**Aim of the task:**
Find the string "tomato" in the listing below and return each line it appears in.

**Data shown:**
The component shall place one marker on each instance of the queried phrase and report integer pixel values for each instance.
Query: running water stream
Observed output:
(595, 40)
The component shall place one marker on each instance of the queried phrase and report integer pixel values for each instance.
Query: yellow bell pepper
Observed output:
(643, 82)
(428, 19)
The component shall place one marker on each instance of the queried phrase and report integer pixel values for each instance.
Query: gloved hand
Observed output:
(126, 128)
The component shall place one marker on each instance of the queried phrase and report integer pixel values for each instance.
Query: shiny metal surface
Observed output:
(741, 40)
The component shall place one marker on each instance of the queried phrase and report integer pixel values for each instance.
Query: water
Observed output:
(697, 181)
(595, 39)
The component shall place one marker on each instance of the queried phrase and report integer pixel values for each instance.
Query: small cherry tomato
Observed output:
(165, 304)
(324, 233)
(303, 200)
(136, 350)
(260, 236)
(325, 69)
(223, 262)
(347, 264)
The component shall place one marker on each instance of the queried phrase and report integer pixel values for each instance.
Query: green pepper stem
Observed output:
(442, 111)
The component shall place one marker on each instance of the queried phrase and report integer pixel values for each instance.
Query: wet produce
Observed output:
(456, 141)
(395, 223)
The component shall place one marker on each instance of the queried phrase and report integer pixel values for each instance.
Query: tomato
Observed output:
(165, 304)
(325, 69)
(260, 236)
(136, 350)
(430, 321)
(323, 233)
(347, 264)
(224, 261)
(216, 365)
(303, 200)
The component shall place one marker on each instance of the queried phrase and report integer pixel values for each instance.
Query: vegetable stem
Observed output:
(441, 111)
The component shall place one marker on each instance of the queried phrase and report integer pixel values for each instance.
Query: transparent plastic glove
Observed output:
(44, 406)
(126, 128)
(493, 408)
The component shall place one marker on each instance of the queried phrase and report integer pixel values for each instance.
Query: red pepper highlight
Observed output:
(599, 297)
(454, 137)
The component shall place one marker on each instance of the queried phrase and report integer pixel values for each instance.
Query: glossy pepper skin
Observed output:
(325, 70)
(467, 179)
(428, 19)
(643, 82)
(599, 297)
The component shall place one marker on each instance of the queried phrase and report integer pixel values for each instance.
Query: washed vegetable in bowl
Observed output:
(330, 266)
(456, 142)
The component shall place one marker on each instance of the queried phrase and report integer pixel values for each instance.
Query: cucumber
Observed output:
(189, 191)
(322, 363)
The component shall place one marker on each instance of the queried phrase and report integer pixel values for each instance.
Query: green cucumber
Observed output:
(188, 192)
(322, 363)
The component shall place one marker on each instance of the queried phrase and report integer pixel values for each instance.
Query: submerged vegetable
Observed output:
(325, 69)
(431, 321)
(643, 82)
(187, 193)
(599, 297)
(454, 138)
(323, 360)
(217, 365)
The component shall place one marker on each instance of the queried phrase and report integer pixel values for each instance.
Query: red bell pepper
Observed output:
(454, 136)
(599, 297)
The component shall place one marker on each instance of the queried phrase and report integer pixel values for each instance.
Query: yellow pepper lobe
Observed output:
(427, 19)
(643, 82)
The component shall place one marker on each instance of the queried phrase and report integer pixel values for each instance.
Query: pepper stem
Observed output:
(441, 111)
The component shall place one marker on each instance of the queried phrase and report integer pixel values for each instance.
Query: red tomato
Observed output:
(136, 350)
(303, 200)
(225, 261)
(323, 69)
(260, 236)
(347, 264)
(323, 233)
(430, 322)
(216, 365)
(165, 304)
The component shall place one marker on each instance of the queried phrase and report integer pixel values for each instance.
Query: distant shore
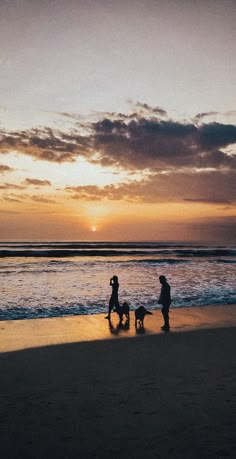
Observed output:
(160, 395)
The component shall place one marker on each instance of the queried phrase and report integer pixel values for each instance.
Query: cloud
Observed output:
(37, 182)
(11, 186)
(4, 169)
(46, 144)
(143, 108)
(151, 143)
(132, 144)
(203, 187)
(43, 200)
(200, 116)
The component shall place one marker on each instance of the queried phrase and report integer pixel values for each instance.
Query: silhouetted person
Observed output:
(165, 301)
(114, 295)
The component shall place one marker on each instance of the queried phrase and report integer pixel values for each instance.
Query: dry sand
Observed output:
(156, 395)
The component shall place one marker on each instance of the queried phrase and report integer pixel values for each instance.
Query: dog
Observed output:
(140, 313)
(122, 310)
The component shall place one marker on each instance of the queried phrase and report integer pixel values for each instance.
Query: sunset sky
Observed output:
(118, 120)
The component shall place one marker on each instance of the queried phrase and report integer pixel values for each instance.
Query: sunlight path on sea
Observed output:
(24, 334)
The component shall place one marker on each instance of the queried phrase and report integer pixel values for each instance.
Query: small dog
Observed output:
(122, 310)
(140, 313)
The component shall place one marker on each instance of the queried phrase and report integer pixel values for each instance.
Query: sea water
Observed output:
(54, 279)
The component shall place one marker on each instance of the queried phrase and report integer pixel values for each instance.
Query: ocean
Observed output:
(53, 279)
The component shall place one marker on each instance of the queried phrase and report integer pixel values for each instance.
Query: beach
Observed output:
(152, 395)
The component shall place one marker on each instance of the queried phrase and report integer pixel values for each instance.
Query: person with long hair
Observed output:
(114, 301)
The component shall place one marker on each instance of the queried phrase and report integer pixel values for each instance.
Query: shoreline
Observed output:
(30, 333)
(169, 395)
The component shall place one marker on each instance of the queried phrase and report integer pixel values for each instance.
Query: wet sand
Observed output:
(68, 393)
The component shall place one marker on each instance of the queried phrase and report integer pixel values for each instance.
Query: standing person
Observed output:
(114, 295)
(165, 301)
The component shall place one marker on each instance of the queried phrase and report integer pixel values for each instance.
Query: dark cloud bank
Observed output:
(182, 161)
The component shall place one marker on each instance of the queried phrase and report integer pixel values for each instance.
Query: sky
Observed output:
(118, 120)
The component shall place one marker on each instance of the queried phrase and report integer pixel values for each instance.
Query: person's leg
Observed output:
(165, 313)
(110, 307)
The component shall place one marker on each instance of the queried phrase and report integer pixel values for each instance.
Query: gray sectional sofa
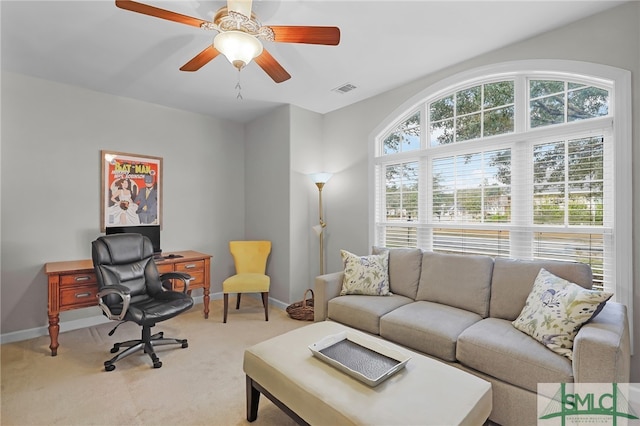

**Task solution:**
Query: small cherry tomato
Query: tomato
Query: red tomato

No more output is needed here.